§ **YOUR ASSIGNMENT**
Every entry, from the first to the last, should be written out exactly.

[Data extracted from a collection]
***

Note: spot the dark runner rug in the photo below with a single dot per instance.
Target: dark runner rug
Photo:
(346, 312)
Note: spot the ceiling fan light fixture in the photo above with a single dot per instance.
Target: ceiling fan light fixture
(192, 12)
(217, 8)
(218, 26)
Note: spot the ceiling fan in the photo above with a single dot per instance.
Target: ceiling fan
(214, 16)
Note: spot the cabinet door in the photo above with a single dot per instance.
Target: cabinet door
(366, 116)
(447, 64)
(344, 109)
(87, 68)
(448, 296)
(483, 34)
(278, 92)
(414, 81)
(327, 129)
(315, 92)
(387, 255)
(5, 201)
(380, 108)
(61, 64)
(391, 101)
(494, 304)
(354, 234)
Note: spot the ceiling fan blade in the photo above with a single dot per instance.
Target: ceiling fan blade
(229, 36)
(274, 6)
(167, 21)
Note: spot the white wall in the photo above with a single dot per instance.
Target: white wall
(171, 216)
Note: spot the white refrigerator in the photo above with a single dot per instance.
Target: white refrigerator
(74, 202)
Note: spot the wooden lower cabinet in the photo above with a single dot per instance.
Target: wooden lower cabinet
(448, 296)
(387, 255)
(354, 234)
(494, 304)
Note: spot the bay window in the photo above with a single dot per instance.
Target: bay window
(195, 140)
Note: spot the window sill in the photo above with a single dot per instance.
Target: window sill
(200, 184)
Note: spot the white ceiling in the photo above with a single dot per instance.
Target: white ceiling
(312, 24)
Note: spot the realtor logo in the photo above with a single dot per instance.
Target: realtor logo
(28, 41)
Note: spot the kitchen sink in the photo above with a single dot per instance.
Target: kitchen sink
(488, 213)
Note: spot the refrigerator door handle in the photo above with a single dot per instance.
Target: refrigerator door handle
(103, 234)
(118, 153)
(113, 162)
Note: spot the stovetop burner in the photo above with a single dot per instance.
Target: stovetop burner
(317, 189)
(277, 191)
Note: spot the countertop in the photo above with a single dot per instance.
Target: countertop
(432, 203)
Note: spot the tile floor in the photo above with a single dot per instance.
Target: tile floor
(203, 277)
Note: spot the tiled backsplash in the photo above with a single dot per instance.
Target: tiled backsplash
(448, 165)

***

§ **OUTPUT FOR THIS TASK**
Note: spot the dark runner rug in the photo below with a single dot per instance.
Target: dark runner rug
Photo:
(346, 312)
Note: spot the ceiling fan light fixture in the photo above with a single dot per instance.
Target: ceiling fan light fixture
(192, 12)
(217, 8)
(218, 26)
Note: spot the ceiling fan in the photo above with a single dot per instance.
Target: ceiling fan
(214, 16)
Note: spot the cabinet door in the photo above with a single dot per instance.
Target: cabinet door
(366, 116)
(447, 64)
(344, 109)
(87, 68)
(448, 296)
(483, 34)
(278, 92)
(414, 81)
(327, 129)
(315, 92)
(387, 255)
(5, 201)
(380, 108)
(61, 64)
(391, 101)
(494, 304)
(354, 234)
Note: spot the ceiling fan blade in the photo above with a single dot per instance.
Target: ceiling fan blade
(229, 36)
(274, 6)
(167, 21)
Note: spot the white wall in the photo above with a single dot per instance.
Target: white wall
(171, 216)
Note: spot the white refrigerator in the photo above with a single dot per instance.
Target: white refrigerator
(74, 202)
Note: spot the wooden lower cabinet in the photo above with a single dot per instance.
Target: wooden lower cabinet
(448, 296)
(387, 255)
(354, 234)
(494, 304)
Note: spot the bay window in the photo above with a single dot per instance.
Target: bay window
(195, 140)
Note: spot the window sill in the photo above with a single dot per instance.
Target: window sill
(200, 184)
Note: spot the white ceiling in the photo above with a single dot per instance.
Target: white ceiling
(312, 24)
Note: spot the realtor logo in the photo above with a single dot per instance.
Target: realtor logo
(28, 41)
Note: spot the kitchen sink in the photo above with a single dot per instance.
Target: kitchen sink
(488, 213)
Note: spot the refrigerator door handle in the photo above with a single dot per instance.
Target: refrigerator door handle
(103, 234)
(118, 153)
(113, 162)
Note: spot the stovetop burner in the photo above with a single dot per instance.
Target: stovetop burner
(317, 189)
(277, 191)
Note: spot the countertop in the photo above with a single dot per instance.
Target: countertop
(432, 203)
Note: spot the tile floor in the photo above with a single dot per instance.
Target: tile floor
(203, 277)
Note: spot the tiled backsplash in the photo above with a single dot per instance.
Target: tiled backsplash
(448, 165)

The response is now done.